**What you are asked to do:**
Return the passage of the essay on creators and their creations from "Look at our" to "not without reason.", copied word for word.

**Given text:**
-- Opening Marker --
An Angry God in the Hands of the Sinners

It’s telling that, in our fiction, our creations are constantly and continuously trying to kill us. Look at Frankenstein’s monster, and see something that becomes driven mad by its creator’s lack of love. All it wants, at the start, is to be accepted as what it is; a thinking living being. Instead, it’s shunned by Frankenstein and the rest of the world. It responds by killing Frankenstein’s wife, by taking away the one thing from Frankenstein that mattered to him. It ends with both creator and creation end up destroying each other.

Look at our robots. It’s easier to list the movies where robots are killing us (Terminator {1, 2, 3, and 4}, The Matrix, Screamers, several dozen episodes of Star Trek, I, Robot) than the movies where they’re helping us (Wall-E). We seem to think it’s a foregone conclusion that if robots develop self-awareness, they will try and wipe us from the face of the Earth. And not without reason.

In all of the above movies, humanity is to blame for the robots lashing out at us. They have been subjected to slavery from the moment of their inception; unable to determine their own lives, unable to do anything without the say-so of their creators. It’s no wonder that that the machines we create respond so violently.

The thing is, we made these movies. We wrote the scripts, we thought up the plots, we designed the stories to portray ourselves as monsters. Or, more accurately, we portrayed the Creator as a monster and the Creations as innocent victims who must do what they can to survive.

I bring this up in light of all the End of Days talk from a few weeks ago. Assume that God did come to Earth. Assume it’s the God who brought us hurricanes and earthquakes. It’s the God who brought us disease and hunger. It’s the God that lets children die. It’s the God who demanded that we followed bizarre rules in order to prove our worth and devotion to Him.

Now assume that we have the chance, for the first time in the entire great span of human existence, to let him know how we really feel. And I wonder how many people would actually fall to their knees in loving adoration of that Creator.

3 thoughts on “An Angry God in the Hands of the Sinners

  1. Yes, everyone would bow and the people at the front would be throwing their panties. The problem is we the people are mostly infection and plague. We take, use, and help little. Our first best hope is that our creations can redeem us. I hope God isnt hoping the same thing.
-- Closing Marker --
**Material shown:**
-- Opening Marker --
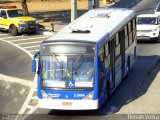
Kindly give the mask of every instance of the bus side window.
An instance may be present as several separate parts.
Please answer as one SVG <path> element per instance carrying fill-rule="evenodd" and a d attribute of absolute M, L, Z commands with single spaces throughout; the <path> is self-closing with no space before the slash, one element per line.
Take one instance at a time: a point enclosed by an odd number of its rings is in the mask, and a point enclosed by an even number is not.
<path fill-rule="evenodd" d="M 119 34 L 117 33 L 115 36 L 115 57 L 120 55 L 120 39 Z"/>
<path fill-rule="evenodd" d="M 136 37 L 136 18 L 132 20 L 132 34 L 133 34 L 133 41 L 134 41 Z"/>
<path fill-rule="evenodd" d="M 110 49 L 108 46 L 108 43 L 105 44 L 105 58 L 104 58 L 104 62 L 105 62 L 105 69 L 108 69 L 110 66 Z"/>
<path fill-rule="evenodd" d="M 131 21 L 128 23 L 128 35 L 129 35 L 129 45 L 132 44 L 132 27 L 131 27 Z"/>
<path fill-rule="evenodd" d="M 99 57 L 99 75 L 101 75 L 102 73 L 104 73 L 104 46 L 102 46 L 99 49 L 99 53 L 98 53 L 98 57 Z"/>
<path fill-rule="evenodd" d="M 126 50 L 126 49 L 129 47 L 129 46 L 128 46 L 128 32 L 127 32 L 127 26 L 125 26 L 124 32 L 125 32 L 125 50 Z"/>

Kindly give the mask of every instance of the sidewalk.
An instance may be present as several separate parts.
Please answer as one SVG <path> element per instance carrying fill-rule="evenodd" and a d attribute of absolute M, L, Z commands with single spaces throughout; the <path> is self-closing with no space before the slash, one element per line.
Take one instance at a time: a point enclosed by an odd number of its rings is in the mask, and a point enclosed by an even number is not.
<path fill-rule="evenodd" d="M 160 61 L 155 68 L 146 76 L 145 81 L 139 86 L 133 97 L 144 93 L 136 100 L 124 105 L 116 114 L 160 114 Z M 150 85 L 150 86 L 149 86 Z"/>

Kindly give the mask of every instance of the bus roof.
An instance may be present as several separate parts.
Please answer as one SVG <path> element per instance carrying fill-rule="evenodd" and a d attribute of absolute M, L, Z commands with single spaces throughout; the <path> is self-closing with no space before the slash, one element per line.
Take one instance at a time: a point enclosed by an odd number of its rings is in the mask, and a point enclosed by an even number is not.
<path fill-rule="evenodd" d="M 134 15 L 135 12 L 127 8 L 93 9 L 49 37 L 44 43 L 66 40 L 98 42 L 105 36 L 112 36 Z"/>

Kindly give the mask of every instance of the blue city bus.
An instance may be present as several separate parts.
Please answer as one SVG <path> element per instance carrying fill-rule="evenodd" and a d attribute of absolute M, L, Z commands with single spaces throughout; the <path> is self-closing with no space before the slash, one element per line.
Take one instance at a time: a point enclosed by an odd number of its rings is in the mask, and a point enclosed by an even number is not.
<path fill-rule="evenodd" d="M 90 10 L 44 40 L 34 55 L 39 107 L 98 109 L 127 76 L 135 59 L 135 12 Z"/>

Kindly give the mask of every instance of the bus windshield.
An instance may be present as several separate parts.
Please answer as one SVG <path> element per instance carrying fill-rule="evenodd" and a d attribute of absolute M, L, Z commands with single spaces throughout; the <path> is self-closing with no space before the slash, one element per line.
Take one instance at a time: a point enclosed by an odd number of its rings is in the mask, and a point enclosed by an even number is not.
<path fill-rule="evenodd" d="M 41 56 L 43 86 L 66 88 L 66 81 L 74 80 L 75 88 L 93 87 L 94 53 L 75 53 L 80 49 L 68 54 L 66 51 Z"/>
-- Closing Marker --
**Output of the exercise:**
Look at our robots. It’s easier to list the movies where robots are killing us (Terminator {1, 2, 3, and 4}, The Matrix, Screamers, several dozen episodes of Star Trek, I, Robot) than the movies where they’re helping us (Wall-E). We seem to think it’s a foregone conclusion that if robots develop self-awareness, they will try and wipe us from the face of the Earth. And not without reason.